Task statement: Set down the entries once more, exactly as they are written.

────────

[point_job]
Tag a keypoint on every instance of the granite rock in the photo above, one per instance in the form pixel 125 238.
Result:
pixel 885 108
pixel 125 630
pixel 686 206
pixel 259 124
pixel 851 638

────────

Task answer:
[point_job]
Tag a keypoint on every instance of the granite rock in the photo above, one per instance in the form pixel 125 238.
Result:
pixel 885 108
pixel 125 630
pixel 686 206
pixel 259 124
pixel 851 638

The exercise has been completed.